**GOAL A:**
Answer these from the text on positive thinking and a constructive mentality:
(i) What does the text say a quietened mind helps us to do?
(ii) In the example about feeding the poor, what does the text say the poor need to learn?
(iii) Besides thinking a lot, how much does the text say a true positive thinker usually thinks?

**EXTRACT PROVIDED:**

----

Constructiveness is obvious, you are not destroying anything or hurting anyone, positive thinking on the other hand isn’t this obvious as the example above shows.  Positiveness also takes action to formulate where’s constructiveness actually takes less action, the less you act the more constructive you are and the more active you are the more destructive you become.  Because positiveness takes action to formulate, it can be quite destructive as Hitler quite clearly showed.  

This also goes along with the push and pull effect, the more we push away the more we are pulling in, a never ending expression of action reaction, cause and effect. Positive thinking tells us to take action away from anything we judge as being negative, a constructive mentality doesn’t take any action as the less action we take the more constructive we become.  

What happens when we take less action? For one we don’t get a reaction and two we are under far less stress therefore think a lot less which quietens the mind. It’s this quietened mind that helps us to heal.

Anyone with a constructive mentality can heal but not everyone who is positive can heal!!

We have been conditioned to take positive action as opposed to being conditioned to be constructive without action, this kind of conditioning is very hard for us to let go of and this is why we have been so destructive.  Does a constructive mentality mean we don’t take action, so when others are in trouble we don’t do anything to help?  

No, it means we take constructive action in consideration of anything we might destroy within such actions. We need to realise the more action we take the more destructive we can become. Feeding the poor for example isn’t going to help the situation unless we take less action to help them help themselves; they need to learn to help themselves.  

This is all a part of the healing process, there is no negative to heal as there is no dark mass to heal so we take less action to heal not more action. The way we have been conditioned tells us to take more action which is causing even more reaction, more destructiveness.   I find it really funny how we have become conditioned in this way which keeps our mentality ignorant of any other way to exist. 

The best way I know to heal is to visualise people’s light spots not dark spots and the world itself is no different. In relation to the Middle East, a positive person will see dark spots and take positive action but a person with a constructive mentality will only see these, what positive people have judged as dark spots, light spots. These dark spots become balls of bright light. Actually a lot of spiritually aware people who think they are positive thinkers are actually people who have a constructive mentality, they are not true positive thinkers because true positive thinkers can be quite destructive.  A true positive thinker also thinks a lot, usually too much to truly heal anything.  Yes positive thinking can make a constructive difference but it’s usually only a band aide effect, it usually doesn’t last long enough to make a real difference; actually in certain circumstances it can make things worse in the long run.

How can we learn to heal through a constructive mentality?  First of all drop the positive thinking and become purely constructive, feel constructive in every core of your being. Secondly, look at people and visualise their light spots/masses, if you visualise a dark mass you are not quite constructive within your mentality. The same goes with the world around us, visualise the Middle East, if you visualise dark spots you again are not quite constructive within your mentality.  I should point out anyone can become a healer, one just needs to be aware.

----

**GOAL B:** Please revise the part of the records that opens with the line containing "Point out the guardrail, one" and closes with the line containing "x=145, y=580", replacing "paved footpath" with "paved walkway" and keeping everything else the same. Return only those lines.

**SUPPLIED MATERIAL:**

----

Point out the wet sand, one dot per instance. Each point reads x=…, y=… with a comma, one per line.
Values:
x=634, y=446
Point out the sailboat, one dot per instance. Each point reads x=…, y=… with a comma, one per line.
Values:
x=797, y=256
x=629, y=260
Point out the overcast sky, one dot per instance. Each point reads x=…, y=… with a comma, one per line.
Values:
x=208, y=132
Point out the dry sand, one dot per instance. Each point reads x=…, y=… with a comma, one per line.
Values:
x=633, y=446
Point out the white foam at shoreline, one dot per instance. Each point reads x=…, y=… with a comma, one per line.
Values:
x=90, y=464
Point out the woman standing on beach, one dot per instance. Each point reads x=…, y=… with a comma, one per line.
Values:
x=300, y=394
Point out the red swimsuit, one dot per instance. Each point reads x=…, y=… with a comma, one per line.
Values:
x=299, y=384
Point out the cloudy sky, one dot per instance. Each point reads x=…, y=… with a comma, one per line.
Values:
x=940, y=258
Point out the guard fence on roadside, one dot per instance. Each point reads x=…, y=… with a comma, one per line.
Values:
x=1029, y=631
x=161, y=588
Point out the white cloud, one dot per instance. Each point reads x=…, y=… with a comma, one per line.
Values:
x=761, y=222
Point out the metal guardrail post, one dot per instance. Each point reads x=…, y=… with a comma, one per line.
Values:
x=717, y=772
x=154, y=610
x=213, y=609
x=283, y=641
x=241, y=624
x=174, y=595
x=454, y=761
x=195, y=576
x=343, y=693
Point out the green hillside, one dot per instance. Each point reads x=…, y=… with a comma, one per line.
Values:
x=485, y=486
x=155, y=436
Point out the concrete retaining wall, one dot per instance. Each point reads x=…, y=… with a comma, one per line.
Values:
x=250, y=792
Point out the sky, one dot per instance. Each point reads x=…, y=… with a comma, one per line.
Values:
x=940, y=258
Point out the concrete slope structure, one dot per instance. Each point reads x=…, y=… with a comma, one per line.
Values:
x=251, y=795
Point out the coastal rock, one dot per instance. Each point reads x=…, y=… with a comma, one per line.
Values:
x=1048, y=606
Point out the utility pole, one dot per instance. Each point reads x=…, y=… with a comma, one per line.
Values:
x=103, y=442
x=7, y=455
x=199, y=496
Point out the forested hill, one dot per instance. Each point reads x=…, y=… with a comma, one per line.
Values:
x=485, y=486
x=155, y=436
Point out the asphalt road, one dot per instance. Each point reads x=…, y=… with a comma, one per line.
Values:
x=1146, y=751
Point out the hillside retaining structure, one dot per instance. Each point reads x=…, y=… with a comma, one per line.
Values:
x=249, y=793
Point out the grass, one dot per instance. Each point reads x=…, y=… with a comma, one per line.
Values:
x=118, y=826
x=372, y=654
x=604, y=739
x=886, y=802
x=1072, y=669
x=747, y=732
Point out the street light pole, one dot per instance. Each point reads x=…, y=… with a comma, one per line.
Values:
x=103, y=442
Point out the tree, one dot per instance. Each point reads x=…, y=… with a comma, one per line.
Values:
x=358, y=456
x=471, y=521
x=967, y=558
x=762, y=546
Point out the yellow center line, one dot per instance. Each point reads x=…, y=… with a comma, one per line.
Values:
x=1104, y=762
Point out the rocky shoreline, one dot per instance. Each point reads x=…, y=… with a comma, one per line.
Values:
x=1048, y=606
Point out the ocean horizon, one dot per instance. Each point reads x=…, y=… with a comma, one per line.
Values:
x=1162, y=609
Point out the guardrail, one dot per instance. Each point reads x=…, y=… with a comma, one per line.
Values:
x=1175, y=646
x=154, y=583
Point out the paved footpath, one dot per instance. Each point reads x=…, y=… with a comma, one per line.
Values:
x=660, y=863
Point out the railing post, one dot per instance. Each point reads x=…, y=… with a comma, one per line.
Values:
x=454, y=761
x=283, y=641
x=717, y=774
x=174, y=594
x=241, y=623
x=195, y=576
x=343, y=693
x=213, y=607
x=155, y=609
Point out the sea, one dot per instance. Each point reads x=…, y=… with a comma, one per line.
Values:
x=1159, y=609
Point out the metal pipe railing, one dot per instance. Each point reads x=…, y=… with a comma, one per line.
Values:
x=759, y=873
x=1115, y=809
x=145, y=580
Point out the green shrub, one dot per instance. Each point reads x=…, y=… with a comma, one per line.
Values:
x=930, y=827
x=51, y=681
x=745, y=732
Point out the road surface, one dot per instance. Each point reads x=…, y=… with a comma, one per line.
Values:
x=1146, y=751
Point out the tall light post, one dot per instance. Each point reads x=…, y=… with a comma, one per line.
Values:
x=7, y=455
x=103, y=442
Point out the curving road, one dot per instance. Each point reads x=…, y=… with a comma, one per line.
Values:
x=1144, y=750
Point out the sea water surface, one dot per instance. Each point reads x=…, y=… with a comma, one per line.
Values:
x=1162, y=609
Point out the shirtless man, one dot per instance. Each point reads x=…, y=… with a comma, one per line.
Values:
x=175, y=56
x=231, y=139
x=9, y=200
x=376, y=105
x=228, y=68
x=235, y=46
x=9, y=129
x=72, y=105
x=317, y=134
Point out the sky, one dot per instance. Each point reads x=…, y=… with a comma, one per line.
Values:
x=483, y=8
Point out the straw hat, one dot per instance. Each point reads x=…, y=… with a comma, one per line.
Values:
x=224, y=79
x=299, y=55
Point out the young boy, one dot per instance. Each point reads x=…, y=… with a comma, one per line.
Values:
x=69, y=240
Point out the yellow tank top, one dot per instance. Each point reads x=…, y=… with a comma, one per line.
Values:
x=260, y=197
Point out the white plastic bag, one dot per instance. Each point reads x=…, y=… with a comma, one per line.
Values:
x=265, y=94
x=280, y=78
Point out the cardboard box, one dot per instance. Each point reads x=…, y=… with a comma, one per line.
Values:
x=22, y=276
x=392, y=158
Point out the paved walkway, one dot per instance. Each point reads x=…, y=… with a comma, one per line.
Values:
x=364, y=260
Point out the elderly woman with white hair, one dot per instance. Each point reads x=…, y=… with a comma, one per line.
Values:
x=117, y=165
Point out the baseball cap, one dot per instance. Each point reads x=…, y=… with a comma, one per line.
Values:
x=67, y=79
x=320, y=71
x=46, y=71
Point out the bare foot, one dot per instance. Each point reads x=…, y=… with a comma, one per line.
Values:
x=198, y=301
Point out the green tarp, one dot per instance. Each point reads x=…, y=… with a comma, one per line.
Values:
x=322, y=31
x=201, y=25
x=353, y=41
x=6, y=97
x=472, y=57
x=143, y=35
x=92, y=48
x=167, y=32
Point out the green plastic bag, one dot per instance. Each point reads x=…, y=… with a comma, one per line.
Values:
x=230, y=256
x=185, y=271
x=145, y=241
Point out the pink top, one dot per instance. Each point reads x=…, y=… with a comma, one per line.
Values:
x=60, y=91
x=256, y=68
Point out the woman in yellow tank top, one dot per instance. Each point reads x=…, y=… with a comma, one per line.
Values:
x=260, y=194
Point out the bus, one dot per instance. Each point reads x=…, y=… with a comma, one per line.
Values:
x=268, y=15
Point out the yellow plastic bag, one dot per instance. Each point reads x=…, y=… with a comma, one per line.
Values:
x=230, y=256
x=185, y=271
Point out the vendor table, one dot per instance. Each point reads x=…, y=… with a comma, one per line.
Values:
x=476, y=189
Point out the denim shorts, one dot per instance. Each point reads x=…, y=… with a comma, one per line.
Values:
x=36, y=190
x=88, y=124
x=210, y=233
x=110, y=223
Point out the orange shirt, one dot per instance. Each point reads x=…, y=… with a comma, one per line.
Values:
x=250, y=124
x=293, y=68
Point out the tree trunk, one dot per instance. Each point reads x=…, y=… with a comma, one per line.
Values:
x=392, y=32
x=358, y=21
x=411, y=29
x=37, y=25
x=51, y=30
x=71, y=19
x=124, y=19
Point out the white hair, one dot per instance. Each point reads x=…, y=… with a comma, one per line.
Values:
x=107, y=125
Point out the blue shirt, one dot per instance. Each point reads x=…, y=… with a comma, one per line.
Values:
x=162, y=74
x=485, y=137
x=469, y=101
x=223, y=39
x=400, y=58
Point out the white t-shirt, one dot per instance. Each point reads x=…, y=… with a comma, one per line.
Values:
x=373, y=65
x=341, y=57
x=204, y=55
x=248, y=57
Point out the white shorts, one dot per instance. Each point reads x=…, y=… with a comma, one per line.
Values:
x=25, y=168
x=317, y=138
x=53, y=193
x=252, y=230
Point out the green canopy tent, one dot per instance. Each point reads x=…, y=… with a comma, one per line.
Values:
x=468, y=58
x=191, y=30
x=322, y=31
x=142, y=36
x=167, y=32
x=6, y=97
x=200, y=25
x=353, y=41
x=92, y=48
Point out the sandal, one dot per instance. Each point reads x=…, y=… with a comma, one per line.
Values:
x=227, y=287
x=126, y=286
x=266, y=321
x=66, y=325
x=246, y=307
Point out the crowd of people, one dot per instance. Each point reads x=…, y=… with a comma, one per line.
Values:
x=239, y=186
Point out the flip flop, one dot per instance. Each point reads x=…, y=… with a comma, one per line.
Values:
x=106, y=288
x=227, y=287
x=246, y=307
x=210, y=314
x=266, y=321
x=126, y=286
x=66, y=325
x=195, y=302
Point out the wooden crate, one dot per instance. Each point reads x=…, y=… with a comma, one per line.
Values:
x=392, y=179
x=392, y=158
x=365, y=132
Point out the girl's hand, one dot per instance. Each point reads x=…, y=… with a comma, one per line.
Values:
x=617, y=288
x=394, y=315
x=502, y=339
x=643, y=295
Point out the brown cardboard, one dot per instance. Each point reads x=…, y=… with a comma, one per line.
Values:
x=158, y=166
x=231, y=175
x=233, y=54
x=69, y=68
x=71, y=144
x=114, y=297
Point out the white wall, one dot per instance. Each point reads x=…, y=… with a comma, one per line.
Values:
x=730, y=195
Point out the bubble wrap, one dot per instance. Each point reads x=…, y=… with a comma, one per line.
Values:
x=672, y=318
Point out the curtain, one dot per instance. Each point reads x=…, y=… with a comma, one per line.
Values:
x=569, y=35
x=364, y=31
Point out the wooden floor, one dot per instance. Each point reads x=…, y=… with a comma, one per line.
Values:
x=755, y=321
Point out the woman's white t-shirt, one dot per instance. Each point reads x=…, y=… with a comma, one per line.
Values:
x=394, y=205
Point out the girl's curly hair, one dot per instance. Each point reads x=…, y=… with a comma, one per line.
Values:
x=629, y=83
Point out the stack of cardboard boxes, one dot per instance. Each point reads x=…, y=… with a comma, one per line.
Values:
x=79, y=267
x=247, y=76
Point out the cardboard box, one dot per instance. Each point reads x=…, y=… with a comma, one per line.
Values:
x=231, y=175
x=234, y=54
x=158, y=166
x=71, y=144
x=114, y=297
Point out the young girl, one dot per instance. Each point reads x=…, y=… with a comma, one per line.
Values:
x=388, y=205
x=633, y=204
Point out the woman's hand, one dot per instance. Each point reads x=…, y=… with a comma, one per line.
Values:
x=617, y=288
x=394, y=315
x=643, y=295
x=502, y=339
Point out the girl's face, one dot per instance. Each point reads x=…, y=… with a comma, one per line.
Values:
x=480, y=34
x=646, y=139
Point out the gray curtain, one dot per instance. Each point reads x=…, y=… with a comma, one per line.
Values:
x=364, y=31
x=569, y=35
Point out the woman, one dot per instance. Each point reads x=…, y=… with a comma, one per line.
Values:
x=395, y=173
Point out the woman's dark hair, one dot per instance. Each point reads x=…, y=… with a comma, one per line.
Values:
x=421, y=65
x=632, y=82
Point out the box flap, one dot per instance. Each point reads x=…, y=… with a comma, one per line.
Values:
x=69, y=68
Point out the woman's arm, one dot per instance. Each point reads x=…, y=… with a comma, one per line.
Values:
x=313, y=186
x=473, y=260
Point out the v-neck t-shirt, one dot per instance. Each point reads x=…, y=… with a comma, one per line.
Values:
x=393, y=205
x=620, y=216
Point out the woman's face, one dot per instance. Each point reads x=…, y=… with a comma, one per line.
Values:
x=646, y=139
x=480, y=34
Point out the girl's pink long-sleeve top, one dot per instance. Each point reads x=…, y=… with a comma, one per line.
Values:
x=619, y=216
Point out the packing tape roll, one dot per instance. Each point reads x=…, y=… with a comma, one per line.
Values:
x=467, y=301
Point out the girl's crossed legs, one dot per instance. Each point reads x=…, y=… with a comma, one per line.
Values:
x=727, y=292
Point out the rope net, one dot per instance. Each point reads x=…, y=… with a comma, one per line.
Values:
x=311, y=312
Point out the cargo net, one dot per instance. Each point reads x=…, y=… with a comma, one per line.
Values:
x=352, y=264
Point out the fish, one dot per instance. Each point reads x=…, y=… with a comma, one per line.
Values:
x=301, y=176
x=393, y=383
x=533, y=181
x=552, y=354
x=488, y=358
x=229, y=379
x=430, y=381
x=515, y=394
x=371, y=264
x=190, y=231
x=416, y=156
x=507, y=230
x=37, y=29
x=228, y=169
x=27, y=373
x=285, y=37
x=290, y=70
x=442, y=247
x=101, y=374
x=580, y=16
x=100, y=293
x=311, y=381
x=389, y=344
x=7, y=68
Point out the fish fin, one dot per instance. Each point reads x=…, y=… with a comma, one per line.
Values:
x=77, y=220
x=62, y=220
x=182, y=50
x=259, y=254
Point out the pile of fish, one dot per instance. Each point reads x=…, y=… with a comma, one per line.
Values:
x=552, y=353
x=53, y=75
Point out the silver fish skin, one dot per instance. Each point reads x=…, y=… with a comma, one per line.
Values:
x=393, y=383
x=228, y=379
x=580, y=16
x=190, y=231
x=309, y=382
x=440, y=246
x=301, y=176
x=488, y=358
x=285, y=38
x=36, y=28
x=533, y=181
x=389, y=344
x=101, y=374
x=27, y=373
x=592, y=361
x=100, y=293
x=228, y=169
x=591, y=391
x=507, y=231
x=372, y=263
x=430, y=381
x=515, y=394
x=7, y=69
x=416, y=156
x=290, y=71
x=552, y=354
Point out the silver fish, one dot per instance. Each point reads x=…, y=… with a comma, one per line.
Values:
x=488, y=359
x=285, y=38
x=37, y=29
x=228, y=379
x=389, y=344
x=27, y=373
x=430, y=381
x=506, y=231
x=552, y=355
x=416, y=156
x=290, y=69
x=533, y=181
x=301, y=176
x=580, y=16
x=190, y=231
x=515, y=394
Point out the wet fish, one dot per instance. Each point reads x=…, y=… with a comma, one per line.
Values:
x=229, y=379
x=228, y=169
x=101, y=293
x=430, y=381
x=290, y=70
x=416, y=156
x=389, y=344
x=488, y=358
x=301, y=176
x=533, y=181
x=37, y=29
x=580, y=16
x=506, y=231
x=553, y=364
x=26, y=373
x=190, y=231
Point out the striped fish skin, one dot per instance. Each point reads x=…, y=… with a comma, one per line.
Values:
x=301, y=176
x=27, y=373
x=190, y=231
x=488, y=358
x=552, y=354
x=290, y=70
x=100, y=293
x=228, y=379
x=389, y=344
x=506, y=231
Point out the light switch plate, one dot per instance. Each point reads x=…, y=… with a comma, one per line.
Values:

----

**FINAL RESULT A:**
(i) To heal.
(ii) To help themselves.
(iii) Usually too much to truly heal anything.

**FINAL RESULT B:**
Point out the guardrail, one dot per instance. Each point reads x=…, y=… with a comma, one per line.
Values:
x=1175, y=646
x=154, y=583
Point out the paved walkway, one dot per instance. Each point reads x=…, y=… with a comma, one per line.
Values:
x=660, y=863
Point out the railing post, one dot per instance. Each point reads x=…, y=… with a comma, one per line.
Values:
x=454, y=761
x=283, y=641
x=717, y=774
x=174, y=594
x=241, y=623
x=195, y=576
x=343, y=693
x=213, y=607
x=155, y=609
Point out the sea, one dot per instance. Each point reads x=…, y=… with a comma, one per line.
Values:
x=1159, y=609
Point out the metal pipe railing, one dot per instance. Each point reads x=…, y=… with a comma, one per line.
Values:
x=759, y=873
x=1115, y=809
x=145, y=580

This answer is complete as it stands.